-- Begin Entries provided --

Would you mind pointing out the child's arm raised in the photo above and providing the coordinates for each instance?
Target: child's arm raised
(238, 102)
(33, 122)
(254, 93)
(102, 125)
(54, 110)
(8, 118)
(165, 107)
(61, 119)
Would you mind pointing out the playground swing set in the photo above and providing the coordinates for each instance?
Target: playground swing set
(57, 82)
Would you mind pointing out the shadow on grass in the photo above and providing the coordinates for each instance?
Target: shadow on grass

-- End Entries provided --
-- Begin Entries provided --

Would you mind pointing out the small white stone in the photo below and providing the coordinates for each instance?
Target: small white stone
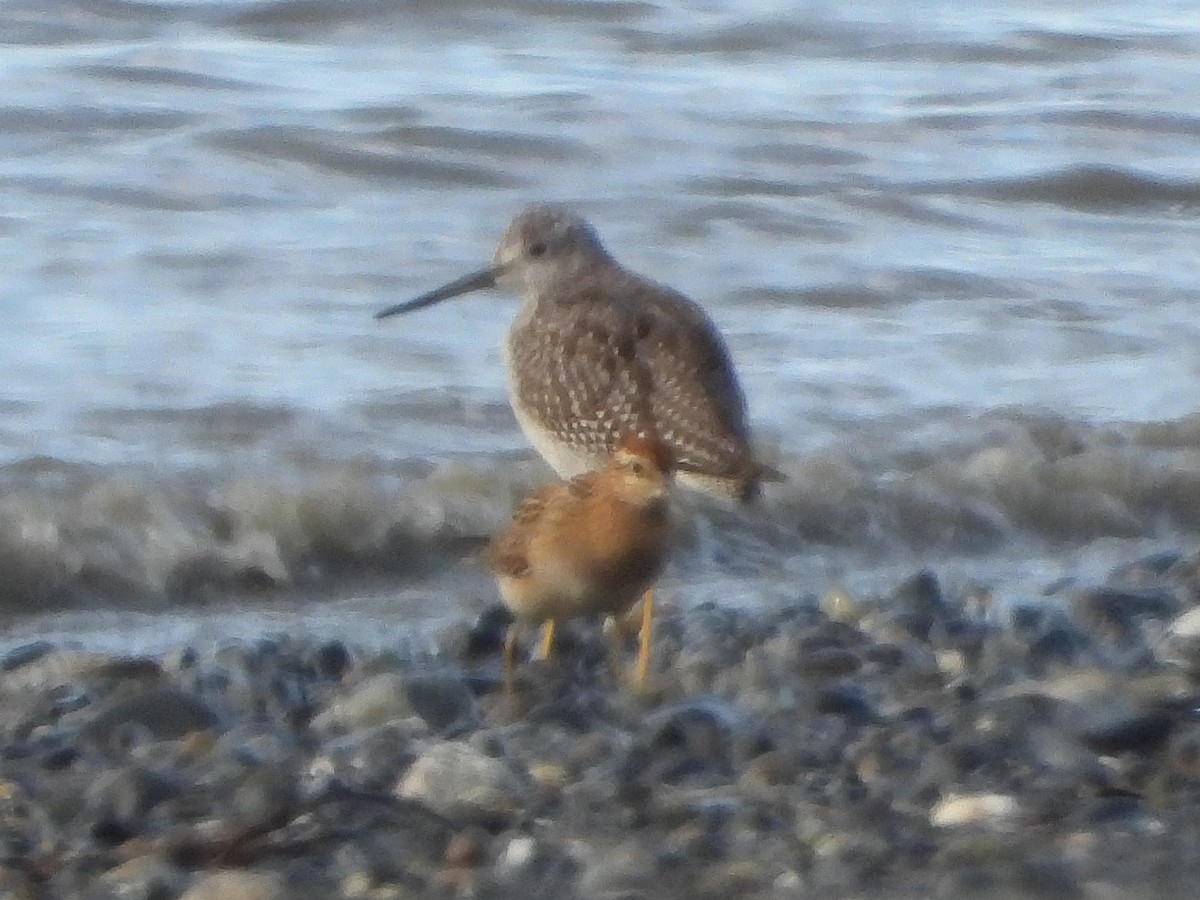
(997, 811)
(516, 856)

-- End Entries provided --

Copy each row above that contains the string "shadow", treating uppercase and lowercase letters as different.

Would you mind pointing out the shadow on grass in the photo above and providing the coordinates for each instance?
Target: shadow on grass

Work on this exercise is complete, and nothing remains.